Passage:
....
Favorites: Harry Belafonte (1961-1964)

The listener actively looks forward to listening to the favorite band’s music more than any other music

J. Eric Smith, a blogger of my acquaintance, tried to answer the question, “So, who’s your favorite band?” Now I could answer The Beatles and be done with it. But like Eric, “I am so musically omnivorous.”

Moreover, there were periods when I was listening to TONS of compilation albums. The Warner Brothers Loss Leaders. A series of Atlantic Records collection of R&B, jazz, and blues. Actually several collections of blues (Chess, Alligator) and rock, pop, jazz, and country.

But I’m up for the challenge anyway. Eric’s rubric:

The listener actively looks forward to listening to the favorite band’s music more than any other music, and does so weekly, if not daily;
The listener seeks to have a complete collection of the favorite band’s work, and is willing to spend a little bit more money than usual to acquire it, with special attention paid to albums or singles that less-enthusiastic fans might never find or hear;
The listener never grows tired of the favorite band and its works, and anytime they come on the stereo or radio, no matter what the song, it is greeted with volume rising and singing along;
The listener seeks to learn more about the favorite band, and will often buy books or magazines or watch television or internet shows related to its members and their music;
The listener makes an effort to see the favorite band in a live setting as often as practically possible.

I’ll start at the very beginning. But 1) I’m not going to create links UNLESS I’ve not done it before, 2) I’m not going to limit it to bands.

The Everly Brothers (- 1960). My father had a bunch of singles. at least a couple of them were the Everly Brothers. So I began to recognize them on the radio.

Harry Belafonte (1961-1964). Most of these are from the My Lord What A Mornin’ album, which I finally bought on CD in the 2010s. From #10-#1:

Mama Look A Boo Boo
Jamaica Farewell
March Down to Jordan
Mary’s Boy Child

Jump in the Line (Shake, Senora)
Wake Up, Jacob
My Lord What A Mornin’
Banana Boat Song
‘Buked and Scorned

I should make a special note of There’s A Hole in My Bucket, which he performed with the late, great Odetta. I don’t recall hearing it at the time, but it was a song my father used to sing before my sister Leslie and I stole it from him.
....
To-do list:
A. According to the blog post, in which decade did the writer finally buy the My Lord What A Mornin’ album on CD?
B. In the blog post, what kinds of media does the rubric say a listener will buy or watch to learn more about the favorite band?

Information supplied:
....
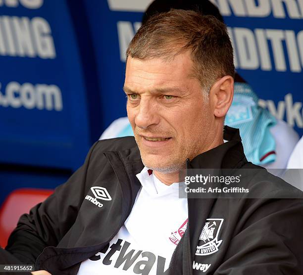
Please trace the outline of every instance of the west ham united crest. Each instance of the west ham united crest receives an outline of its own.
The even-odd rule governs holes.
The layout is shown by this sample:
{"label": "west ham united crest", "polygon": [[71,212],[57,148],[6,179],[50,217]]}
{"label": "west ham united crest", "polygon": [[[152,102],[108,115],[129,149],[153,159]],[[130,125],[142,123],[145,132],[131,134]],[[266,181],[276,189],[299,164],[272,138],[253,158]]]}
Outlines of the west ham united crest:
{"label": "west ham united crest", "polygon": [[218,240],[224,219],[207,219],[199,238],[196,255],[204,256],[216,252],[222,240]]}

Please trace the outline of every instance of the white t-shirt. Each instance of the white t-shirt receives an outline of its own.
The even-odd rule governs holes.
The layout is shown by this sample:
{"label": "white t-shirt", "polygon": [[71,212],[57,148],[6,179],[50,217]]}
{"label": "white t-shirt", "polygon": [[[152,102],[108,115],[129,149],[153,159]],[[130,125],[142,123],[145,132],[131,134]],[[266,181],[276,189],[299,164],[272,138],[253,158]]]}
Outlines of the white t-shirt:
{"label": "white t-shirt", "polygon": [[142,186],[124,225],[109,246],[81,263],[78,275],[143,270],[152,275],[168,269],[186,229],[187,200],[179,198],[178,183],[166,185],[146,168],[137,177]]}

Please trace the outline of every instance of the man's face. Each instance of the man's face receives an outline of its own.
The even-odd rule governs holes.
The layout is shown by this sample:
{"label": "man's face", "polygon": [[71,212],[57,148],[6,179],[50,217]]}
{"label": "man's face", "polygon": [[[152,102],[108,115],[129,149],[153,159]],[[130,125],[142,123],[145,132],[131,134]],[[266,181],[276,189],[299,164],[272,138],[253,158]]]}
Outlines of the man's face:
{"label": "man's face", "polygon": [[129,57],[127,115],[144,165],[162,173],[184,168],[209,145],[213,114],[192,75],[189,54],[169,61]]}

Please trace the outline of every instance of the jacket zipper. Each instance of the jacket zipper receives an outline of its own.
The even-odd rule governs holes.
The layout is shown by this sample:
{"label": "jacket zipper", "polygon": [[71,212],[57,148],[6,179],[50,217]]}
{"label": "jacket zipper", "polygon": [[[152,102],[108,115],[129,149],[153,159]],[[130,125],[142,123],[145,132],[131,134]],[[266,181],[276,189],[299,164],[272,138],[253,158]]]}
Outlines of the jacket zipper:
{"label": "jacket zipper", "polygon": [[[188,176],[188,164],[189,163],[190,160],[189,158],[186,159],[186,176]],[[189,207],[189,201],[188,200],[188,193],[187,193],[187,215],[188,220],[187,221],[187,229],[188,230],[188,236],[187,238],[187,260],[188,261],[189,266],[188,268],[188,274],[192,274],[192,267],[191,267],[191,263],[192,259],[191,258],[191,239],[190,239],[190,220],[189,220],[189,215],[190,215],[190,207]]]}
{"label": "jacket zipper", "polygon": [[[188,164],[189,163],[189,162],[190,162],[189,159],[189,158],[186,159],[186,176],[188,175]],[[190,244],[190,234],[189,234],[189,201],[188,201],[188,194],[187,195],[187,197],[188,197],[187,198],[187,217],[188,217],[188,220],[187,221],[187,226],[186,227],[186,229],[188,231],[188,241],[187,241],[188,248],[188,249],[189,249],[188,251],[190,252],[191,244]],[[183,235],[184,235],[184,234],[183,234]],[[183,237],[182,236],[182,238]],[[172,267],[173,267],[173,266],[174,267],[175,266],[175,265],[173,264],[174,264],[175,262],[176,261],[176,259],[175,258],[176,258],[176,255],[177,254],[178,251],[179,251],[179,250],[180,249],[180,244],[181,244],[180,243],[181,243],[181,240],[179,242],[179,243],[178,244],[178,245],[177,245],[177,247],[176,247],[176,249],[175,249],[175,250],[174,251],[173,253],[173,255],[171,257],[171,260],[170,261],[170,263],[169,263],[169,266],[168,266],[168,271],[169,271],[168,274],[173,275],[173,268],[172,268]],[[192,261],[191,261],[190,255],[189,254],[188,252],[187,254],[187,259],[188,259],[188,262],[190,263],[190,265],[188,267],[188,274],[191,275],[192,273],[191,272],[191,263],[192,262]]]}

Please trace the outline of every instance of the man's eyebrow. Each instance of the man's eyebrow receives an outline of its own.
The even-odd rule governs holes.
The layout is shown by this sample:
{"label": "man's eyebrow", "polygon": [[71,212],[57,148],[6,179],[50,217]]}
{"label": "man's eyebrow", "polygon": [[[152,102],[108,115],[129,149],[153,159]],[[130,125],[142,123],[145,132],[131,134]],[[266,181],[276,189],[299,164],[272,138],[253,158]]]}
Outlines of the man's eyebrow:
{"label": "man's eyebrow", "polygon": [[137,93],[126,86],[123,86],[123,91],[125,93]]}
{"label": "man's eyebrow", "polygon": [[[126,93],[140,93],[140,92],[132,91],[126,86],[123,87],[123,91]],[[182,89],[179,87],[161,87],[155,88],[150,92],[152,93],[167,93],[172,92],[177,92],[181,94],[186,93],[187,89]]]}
....
Final answers:
A. The 2010s

B. Books, magazines, television shows, internet shows